[Requirement] Give the lines again exactly, from the one holding "Please mark the boat hull, one" to the last line of the listing below, both ends included and nothing added.

Data records
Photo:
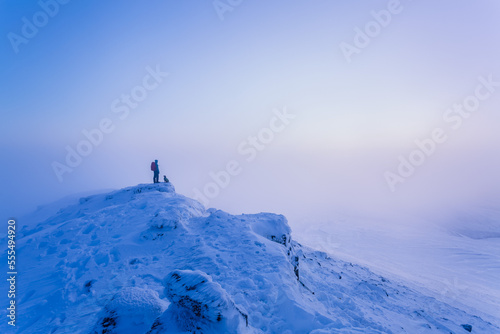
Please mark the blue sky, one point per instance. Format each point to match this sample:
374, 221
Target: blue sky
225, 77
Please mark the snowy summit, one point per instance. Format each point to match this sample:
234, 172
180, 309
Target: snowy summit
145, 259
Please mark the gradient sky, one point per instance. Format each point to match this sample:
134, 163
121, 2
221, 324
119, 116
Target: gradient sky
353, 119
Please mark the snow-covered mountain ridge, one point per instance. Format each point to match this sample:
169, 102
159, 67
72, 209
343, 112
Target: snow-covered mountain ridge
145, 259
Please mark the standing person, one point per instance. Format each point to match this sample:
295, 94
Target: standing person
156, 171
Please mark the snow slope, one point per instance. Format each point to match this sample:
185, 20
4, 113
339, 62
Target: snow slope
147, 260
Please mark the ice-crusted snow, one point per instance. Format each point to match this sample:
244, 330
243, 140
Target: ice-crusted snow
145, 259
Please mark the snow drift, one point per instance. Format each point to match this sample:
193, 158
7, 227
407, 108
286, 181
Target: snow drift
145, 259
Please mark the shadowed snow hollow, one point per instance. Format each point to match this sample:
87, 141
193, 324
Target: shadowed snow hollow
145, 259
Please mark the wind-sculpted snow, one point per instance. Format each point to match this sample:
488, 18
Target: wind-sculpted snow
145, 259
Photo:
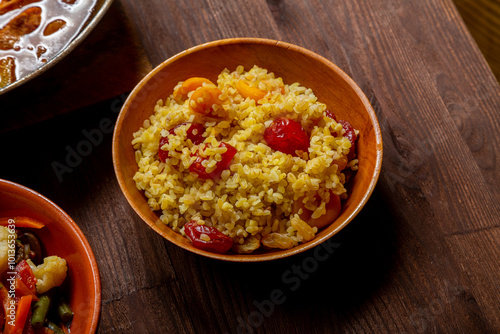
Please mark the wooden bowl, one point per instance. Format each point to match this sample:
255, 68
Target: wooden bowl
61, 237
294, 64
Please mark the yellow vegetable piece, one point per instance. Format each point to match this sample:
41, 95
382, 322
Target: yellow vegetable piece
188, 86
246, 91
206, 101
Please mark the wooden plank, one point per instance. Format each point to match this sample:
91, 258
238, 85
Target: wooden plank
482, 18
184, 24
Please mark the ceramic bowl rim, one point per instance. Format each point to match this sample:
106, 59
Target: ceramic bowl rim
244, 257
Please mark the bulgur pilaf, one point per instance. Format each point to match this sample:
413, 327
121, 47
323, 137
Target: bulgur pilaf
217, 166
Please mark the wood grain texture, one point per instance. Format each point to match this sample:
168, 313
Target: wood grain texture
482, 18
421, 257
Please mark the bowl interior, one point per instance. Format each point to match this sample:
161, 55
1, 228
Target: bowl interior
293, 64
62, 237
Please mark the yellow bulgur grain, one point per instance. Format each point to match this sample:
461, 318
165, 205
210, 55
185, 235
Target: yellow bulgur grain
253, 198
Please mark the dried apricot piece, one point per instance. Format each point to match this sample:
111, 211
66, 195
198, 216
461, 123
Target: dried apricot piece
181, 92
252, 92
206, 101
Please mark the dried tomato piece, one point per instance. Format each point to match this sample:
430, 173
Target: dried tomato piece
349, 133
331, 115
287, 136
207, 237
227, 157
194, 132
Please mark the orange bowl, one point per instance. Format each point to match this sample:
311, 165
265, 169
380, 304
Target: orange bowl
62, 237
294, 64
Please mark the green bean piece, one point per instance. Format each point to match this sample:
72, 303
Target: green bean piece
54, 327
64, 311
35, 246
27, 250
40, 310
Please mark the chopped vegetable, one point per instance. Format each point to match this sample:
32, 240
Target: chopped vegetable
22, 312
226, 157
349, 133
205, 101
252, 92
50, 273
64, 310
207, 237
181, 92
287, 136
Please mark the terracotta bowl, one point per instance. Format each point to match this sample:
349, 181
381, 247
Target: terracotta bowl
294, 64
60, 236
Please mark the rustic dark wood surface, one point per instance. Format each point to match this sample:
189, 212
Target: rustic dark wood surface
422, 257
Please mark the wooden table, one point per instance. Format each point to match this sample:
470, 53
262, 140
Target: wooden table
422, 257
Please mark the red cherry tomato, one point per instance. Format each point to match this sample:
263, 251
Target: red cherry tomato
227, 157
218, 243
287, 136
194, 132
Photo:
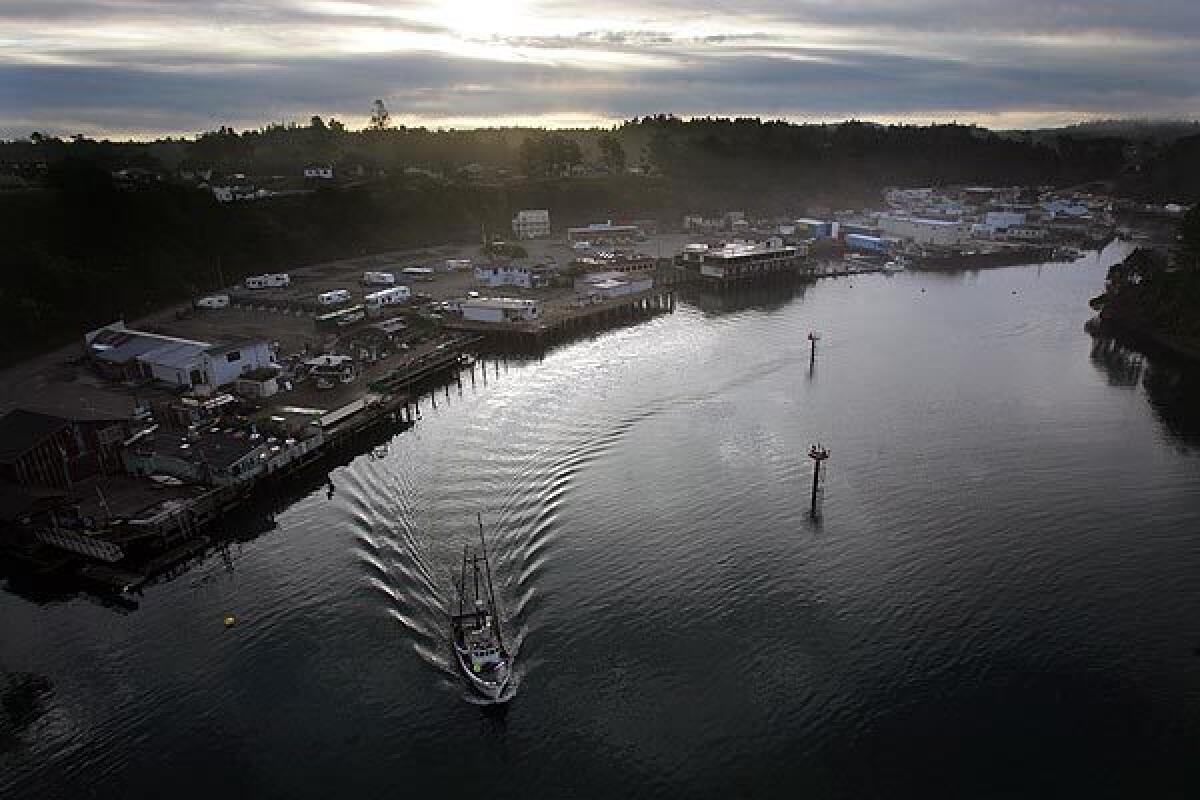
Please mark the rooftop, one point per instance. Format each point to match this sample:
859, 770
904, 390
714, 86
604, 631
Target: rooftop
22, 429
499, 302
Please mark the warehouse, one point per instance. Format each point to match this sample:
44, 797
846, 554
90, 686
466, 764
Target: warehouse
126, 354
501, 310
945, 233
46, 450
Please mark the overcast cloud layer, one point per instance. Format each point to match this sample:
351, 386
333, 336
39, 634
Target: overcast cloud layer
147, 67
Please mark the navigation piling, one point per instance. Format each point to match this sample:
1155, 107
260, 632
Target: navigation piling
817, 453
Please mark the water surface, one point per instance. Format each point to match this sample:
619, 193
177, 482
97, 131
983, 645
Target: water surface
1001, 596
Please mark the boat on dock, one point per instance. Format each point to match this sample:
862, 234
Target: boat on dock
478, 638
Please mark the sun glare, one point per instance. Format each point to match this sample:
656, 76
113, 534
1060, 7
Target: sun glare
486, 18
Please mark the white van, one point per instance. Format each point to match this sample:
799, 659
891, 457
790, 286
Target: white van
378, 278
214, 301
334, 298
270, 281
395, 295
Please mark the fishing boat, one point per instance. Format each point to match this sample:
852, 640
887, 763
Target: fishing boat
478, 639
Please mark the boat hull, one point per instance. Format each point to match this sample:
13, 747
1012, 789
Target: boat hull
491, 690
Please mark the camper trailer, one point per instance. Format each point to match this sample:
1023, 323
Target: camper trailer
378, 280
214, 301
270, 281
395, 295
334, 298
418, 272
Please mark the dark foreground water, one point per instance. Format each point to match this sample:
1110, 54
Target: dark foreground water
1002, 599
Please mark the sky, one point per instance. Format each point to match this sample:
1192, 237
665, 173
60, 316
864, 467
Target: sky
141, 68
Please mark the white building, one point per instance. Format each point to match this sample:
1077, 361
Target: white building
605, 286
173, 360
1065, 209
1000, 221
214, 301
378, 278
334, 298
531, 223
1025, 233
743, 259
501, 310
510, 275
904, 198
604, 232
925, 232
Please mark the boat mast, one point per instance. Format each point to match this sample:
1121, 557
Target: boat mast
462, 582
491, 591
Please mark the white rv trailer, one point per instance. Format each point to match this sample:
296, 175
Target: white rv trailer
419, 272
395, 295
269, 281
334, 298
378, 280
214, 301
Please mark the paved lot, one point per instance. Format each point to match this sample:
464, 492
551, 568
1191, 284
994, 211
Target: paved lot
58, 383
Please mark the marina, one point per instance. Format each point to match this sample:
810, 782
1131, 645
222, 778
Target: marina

[Full solution]
Please mark the boat hull, one point per instance. Format each point to match this sample:
13, 747
1012, 789
Target: boat hull
491, 690
Please mark the camper trailer, one point per instance. Format each point to match this sample:
1023, 323
Target: camper trailer
378, 280
214, 301
270, 281
395, 295
334, 298
418, 272
Please mark the dark foreground water, one point per instance. Format each point to match this sample:
1110, 54
Target: dark foreground water
1002, 599
Please mark the sky, one point per instance. Format each point to match this sample:
1192, 237
665, 173
60, 316
864, 467
Target: sky
141, 68
Please mark the white building, one point per instance. Format each point to match this sample:
1077, 361
Target: white building
605, 286
173, 360
1065, 209
1000, 221
214, 301
378, 278
334, 298
531, 223
1025, 233
743, 259
501, 310
510, 275
904, 198
604, 232
925, 232
Please mark the boat mast, one point per instance. Format each point to match this sample:
1121, 557
Target: boat mast
462, 582
491, 591
Please mark the white rv trailer, one point per instance. Format each point to match this sample:
296, 175
Target: white rv trailer
419, 272
395, 295
269, 281
334, 298
378, 280
214, 301
Please mark the paved lot, one point per instance. Format each point to match this sample:
464, 492
551, 568
1191, 284
994, 211
Target: paved lot
58, 383
Please mark the marina, one point per instance. Format each point to match this sample:
810, 782
1131, 645
222, 778
Target: marina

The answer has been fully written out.